_YOUR TASK_
Please reproduce exactly, and only, the lines from the one with "Would you mind annotating the wooden" through the last line of the listing below, both ends included, leaving out the pictures.

_RECORDS SHOWN_

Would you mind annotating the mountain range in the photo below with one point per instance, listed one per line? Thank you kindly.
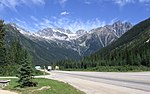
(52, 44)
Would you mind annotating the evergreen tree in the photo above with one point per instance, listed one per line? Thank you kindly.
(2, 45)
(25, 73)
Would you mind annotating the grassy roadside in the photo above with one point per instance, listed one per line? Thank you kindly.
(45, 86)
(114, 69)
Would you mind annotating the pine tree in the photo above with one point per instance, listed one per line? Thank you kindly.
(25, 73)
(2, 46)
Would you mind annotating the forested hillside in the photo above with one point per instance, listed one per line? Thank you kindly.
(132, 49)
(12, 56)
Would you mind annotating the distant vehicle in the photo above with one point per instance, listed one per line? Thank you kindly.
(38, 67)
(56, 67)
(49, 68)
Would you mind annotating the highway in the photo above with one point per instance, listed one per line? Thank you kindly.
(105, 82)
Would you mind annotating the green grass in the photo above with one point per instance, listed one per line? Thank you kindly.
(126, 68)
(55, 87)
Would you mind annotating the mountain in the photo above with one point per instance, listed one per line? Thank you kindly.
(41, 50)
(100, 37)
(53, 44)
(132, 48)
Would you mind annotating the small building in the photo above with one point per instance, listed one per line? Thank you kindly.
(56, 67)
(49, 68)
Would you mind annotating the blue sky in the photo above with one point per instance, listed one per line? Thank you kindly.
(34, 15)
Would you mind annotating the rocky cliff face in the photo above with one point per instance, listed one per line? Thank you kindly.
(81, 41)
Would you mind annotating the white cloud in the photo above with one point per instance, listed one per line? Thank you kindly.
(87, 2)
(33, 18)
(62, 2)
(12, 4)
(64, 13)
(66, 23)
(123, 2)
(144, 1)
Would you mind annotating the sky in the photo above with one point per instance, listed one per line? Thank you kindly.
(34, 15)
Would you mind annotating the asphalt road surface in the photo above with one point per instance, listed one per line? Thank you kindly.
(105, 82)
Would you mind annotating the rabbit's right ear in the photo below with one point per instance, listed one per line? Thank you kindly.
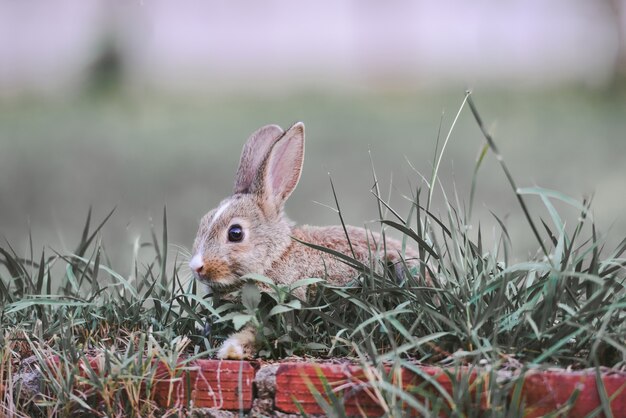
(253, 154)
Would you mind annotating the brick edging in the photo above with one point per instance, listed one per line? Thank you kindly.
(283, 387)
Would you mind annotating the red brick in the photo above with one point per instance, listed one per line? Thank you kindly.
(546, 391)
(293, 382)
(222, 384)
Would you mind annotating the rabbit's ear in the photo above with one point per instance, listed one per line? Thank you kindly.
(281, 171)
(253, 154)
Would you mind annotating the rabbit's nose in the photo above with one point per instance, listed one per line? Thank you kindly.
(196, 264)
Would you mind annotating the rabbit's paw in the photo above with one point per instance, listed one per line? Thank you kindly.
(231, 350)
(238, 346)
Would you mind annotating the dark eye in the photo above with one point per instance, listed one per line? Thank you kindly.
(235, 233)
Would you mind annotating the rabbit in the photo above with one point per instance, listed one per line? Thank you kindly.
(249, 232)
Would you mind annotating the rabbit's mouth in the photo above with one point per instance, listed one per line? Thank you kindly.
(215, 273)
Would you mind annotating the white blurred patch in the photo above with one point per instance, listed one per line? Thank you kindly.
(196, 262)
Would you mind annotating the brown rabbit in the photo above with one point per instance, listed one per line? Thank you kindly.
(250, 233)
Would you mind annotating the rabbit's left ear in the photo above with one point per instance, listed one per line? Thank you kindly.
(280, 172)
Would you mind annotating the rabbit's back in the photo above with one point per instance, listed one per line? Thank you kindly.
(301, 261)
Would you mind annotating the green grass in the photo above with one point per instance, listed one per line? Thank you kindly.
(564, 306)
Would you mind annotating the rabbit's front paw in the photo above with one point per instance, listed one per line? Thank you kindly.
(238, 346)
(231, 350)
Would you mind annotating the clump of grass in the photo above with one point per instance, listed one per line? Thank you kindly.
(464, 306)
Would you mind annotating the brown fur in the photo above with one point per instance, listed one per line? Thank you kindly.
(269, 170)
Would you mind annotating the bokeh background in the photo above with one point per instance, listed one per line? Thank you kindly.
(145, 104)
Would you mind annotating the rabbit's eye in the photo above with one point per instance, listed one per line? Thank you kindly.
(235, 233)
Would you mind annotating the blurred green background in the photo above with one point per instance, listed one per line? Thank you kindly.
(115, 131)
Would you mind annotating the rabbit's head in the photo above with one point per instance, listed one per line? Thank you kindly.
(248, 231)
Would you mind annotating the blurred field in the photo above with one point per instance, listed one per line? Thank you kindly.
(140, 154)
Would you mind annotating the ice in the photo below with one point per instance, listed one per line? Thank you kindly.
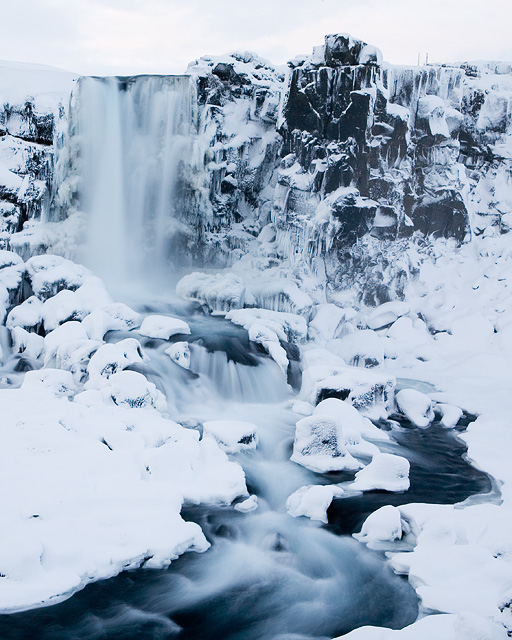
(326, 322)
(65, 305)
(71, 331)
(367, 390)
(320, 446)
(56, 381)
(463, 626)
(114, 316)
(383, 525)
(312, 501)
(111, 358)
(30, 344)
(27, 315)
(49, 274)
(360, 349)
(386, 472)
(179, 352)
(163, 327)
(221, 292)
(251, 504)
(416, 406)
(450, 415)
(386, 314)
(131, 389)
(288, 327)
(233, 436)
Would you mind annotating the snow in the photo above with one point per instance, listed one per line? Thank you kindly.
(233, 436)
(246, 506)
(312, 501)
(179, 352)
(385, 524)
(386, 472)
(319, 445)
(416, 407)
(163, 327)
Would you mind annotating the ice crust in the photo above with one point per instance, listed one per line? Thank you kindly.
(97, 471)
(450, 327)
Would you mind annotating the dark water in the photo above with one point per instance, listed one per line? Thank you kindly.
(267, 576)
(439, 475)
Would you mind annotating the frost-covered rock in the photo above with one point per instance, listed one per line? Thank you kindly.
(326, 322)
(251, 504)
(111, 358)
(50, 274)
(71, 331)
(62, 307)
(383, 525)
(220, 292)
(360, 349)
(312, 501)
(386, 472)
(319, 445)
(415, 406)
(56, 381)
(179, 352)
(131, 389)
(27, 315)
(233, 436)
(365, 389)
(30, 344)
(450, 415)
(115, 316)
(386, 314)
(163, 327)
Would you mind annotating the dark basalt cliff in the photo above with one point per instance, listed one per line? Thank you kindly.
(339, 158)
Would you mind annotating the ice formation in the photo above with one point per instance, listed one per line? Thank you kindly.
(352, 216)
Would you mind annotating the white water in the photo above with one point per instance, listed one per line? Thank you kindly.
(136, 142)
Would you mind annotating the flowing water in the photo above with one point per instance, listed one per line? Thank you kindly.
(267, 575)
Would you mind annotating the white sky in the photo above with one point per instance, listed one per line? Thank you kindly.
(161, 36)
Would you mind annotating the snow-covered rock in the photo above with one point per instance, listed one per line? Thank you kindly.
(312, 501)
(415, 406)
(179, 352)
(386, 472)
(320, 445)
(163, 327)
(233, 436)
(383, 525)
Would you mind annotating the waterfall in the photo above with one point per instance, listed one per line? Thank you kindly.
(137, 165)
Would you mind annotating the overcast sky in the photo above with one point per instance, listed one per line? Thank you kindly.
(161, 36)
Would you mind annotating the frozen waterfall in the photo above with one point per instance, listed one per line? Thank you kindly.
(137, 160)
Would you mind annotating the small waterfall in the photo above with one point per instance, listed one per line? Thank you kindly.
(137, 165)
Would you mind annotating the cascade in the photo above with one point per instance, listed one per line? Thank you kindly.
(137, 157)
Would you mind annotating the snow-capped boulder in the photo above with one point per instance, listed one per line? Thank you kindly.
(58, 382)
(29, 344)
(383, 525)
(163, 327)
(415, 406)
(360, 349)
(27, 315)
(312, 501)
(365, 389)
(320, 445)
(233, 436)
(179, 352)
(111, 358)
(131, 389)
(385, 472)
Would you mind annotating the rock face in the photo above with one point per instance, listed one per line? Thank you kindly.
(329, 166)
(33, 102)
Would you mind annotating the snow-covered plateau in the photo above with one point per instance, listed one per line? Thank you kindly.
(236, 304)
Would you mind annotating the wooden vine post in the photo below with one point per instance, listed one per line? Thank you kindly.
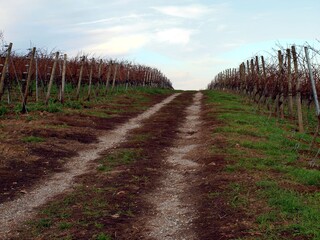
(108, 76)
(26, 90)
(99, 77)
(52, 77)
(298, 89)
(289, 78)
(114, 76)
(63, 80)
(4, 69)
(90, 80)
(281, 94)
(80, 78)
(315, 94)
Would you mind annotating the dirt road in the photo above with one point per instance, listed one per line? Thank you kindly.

_EXERCISE RESULT_
Would you mind annotating the wooden vine post in the photo below with one point per instance, listed one per line? Thank you kindly.
(108, 76)
(26, 90)
(99, 77)
(52, 77)
(298, 89)
(289, 78)
(114, 76)
(63, 80)
(4, 69)
(90, 80)
(281, 94)
(80, 78)
(315, 94)
Would you mind annotating the dirt road in the photo above with one point per instance, listed one per line? Thank you kindly.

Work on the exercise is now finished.